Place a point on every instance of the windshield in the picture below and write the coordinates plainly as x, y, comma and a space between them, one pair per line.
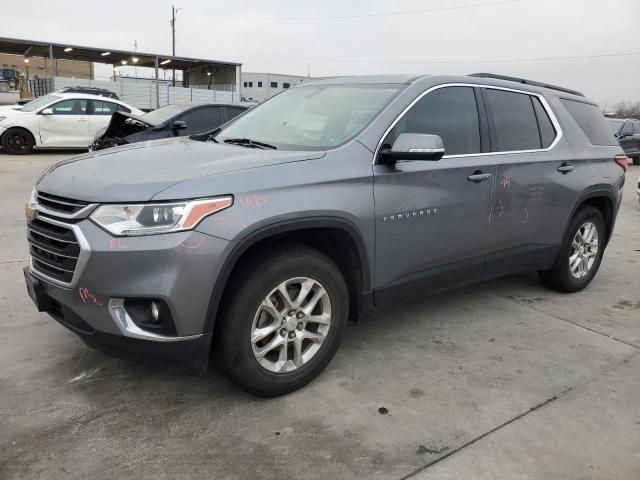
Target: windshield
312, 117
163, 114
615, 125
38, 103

= = = =

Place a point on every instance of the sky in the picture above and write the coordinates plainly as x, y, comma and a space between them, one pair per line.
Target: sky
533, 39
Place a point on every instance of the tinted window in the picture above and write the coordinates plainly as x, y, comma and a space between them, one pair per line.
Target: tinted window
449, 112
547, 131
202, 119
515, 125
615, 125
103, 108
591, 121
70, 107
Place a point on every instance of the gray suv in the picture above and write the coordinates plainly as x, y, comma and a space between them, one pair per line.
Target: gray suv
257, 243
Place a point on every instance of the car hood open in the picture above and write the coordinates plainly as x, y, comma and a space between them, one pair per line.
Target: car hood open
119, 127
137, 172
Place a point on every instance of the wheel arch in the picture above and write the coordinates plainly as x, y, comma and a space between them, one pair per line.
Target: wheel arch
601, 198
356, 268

= = = =

## YOUR OBJECTIVE
Which rows above contain the word "picture" in exactly that case? Pull out each of them and copy it in full.

## REPLY
Place a point on every instance of the windshield in the picture below and write the coordinates plainly as x, y, comma and a space between them, one pair per line.
Place a point on every instance of the sky in the picture above and write the coordinates plainly as x, y, comma and a space between them, one pair per line.
Place a point on every instance of the tinted window in the picture above and write the coordinates plainly as x, y, comma and a space between them, one pair per line.
Place a point on every instance of the gray suv in the picture above and write the coordinates plainly as x, y, comma and a space between them, one pair per line.
Place a point on every instance of the car hood open in the picture above and write the coordinates plainly as x, y, comma and a space between them, one pair per line.
Place a point on every instance of the wheel arch in the picture above and write the coordinates plainly as x, y, comma and a space between them, one pair per line.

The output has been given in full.